━━━ Source text

Designing for the EU AI Act
Transparency, documentation, and explainability in regulated environments. How we approach these as design inputs from the start, written as a perspective rather than a claim of certification.
As a European AI company, we read regulation less as a list of boxes to tick and more as a description of what users were always owed: to know when they are dealing with a machine, to understand why it did what it did, and to see how it was built. Those are good design goals on their own, independent of any law.
This note is about how we approach three of those ideas: transparency, documentation, and explainability. It is a perspective on our design choices. It is not a claim of certification, conformity, or compliance with any specific regulation.
This article describes design intent and working principles. It does not assert that any product is certified, audited, or formally compliant with the EU AI Act or any other framework. Where formal status matters, it is documented separately and not implied here.
Three ideas we design toward
Transparency
People should be able to tell that they are interacting with an AI system, and to understand, in plain terms, what it is for and what it is not.
Documentation
The choices behind a system, what it does, its limits, how it was evaluated, should be written down as it is built, not reconstructed afterwards.
Explainability
Where a system shapes a decision, there should be a path to understanding why, in language a person can follow without a manual.
Built in from the start
The reason we treat these as design inputs is practical. Each of them is far cheaper to build in early than to add at the end, and some of them cannot be added at the end at all. Documentation written during the work is honest. Documentation reconstructed after launch is a guess.
Concept
Decide what is in scope
Name the purpose and the limits early. A system that knows what it is not for is easier to be transparent about later.

━━━━━━

Assignment:
Please continue the article on designing for the EU AI Act from its final sentence, picking up after the "Decide what is in scope" stage.

━━━ Dataset records

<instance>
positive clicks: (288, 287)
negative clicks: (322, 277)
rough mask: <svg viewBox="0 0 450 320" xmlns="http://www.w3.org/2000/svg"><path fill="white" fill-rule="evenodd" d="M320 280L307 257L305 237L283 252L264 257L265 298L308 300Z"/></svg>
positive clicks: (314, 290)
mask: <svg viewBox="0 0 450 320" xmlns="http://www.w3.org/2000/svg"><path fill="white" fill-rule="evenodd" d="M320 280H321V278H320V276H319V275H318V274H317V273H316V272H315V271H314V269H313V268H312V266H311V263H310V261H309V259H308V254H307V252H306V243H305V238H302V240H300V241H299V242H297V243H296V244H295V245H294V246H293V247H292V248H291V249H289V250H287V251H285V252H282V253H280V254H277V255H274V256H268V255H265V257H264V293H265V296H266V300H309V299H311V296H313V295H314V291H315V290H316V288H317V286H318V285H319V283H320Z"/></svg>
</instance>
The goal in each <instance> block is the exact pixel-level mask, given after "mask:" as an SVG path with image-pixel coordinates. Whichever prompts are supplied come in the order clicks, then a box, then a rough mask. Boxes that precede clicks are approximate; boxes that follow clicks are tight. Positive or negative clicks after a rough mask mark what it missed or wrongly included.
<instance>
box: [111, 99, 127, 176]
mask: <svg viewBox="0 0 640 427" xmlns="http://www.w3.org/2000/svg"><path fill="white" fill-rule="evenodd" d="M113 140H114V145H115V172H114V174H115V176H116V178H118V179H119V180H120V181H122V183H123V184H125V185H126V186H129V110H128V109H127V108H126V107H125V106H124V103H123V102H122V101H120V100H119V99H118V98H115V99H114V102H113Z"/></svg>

━━━━━━

Response area:
Design
Leave room to explain
Choices that affect a person are made so they can be described afterwards, rather than buried where no explanation can reach them.
Build
Document as you go
What the system does, how it was tested, and where it is weak is recorded while it is fresh, not assembled from memory before a deadline.
Review
Check against intent
Before anything ships, the behaviour is read back against the purpose it was meant to serve, and the gaps are written down honestly.
What we treat seriously, and what we do not assert
Design inputs we take seriously
- Clear signalling that a system is AI, and what it is for
- Documentation produced while the work happens
- A path to explain decisions that affect a person
- Honest records of limits and known weaknesses
Claims we do not make here
- Any statement of certification or formal compliance
- That good design removes the need for legal review
- That a perspective substitutes for an audit
- That these principles are unique to us
Regulation tends to ask for things careful engineering should produce anyway: a clear account of what a system does, why it does it, and where it falls short. We try to build so those answers already exist.
The short version
We design toward transparency, documentation, and explainability because they make a system easier to trust and easier to improve. We describe that as intent, and we keep questions of formal status to the places where they belong.